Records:
━━━━━━━━

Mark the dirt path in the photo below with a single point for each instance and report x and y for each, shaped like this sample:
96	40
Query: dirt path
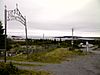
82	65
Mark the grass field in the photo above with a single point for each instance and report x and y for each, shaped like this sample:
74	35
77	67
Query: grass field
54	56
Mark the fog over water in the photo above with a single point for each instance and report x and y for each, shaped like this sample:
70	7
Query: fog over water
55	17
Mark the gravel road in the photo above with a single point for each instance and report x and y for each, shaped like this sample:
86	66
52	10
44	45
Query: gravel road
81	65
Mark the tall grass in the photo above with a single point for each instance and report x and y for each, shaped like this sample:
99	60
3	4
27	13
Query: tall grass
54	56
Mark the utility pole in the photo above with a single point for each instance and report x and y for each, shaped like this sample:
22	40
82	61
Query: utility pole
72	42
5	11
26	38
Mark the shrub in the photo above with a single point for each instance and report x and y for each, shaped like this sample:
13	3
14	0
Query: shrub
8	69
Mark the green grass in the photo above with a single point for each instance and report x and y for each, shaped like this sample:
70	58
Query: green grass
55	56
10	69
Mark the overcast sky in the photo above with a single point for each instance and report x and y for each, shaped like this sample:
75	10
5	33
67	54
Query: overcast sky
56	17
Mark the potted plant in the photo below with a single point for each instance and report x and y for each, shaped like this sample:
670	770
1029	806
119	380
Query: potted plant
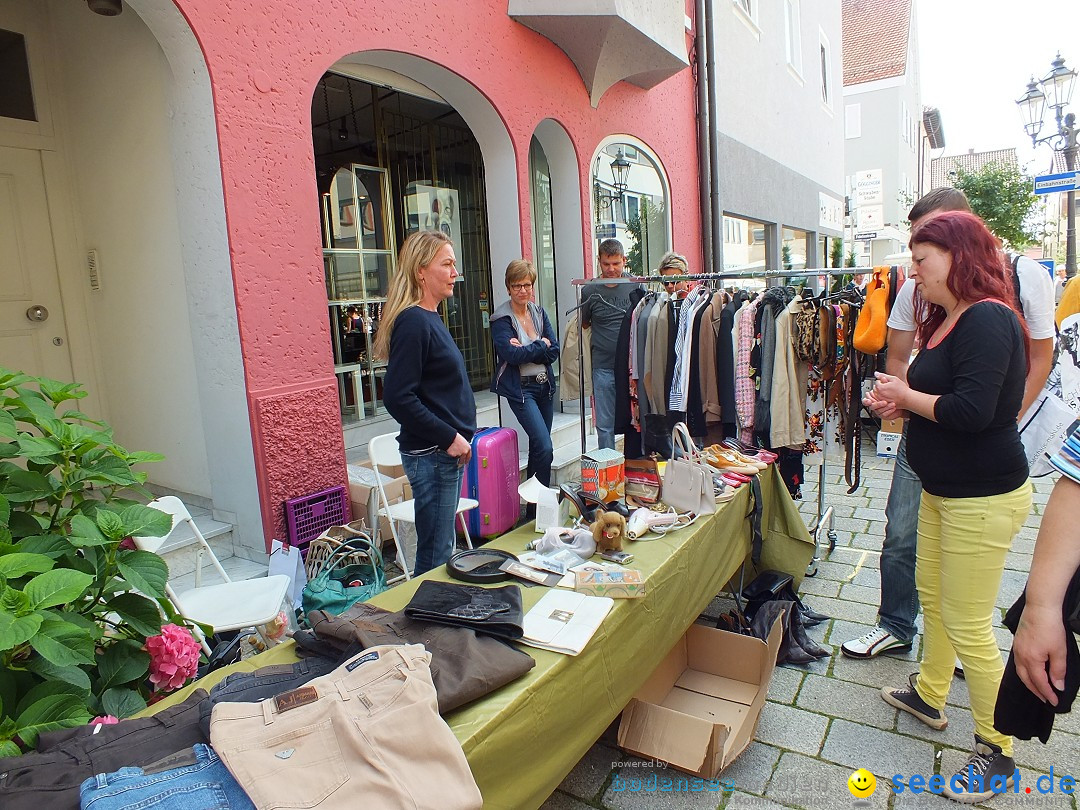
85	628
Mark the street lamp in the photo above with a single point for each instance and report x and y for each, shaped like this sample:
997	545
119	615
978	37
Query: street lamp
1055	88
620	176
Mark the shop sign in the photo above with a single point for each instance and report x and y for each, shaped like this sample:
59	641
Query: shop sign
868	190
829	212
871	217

━━━━━━━━

Please rewrite the rows from the line with "Mark the potted" through the end of the records, replacing "instance" with "occurrence" and keeping everything else the same. Leave the pictures out.

Mark the potted plant in the photo below with a single point for each occurrence and report x and y for each, shaped like this sample:
670	770
1029	806
119	380
Query: potted plant
85	628
Mark the street lamp in the photo above with a single point for each occurrence and report x and y for each, shaped like this sample:
997	545
119	615
978	37
Query: street lamp
1055	88
620	176
Mark the shop sign in the photo above with a single point for each occurrence and report x and y for each, shaped like this sample:
59	641
Query: shop sign
868	190
829	212
871	217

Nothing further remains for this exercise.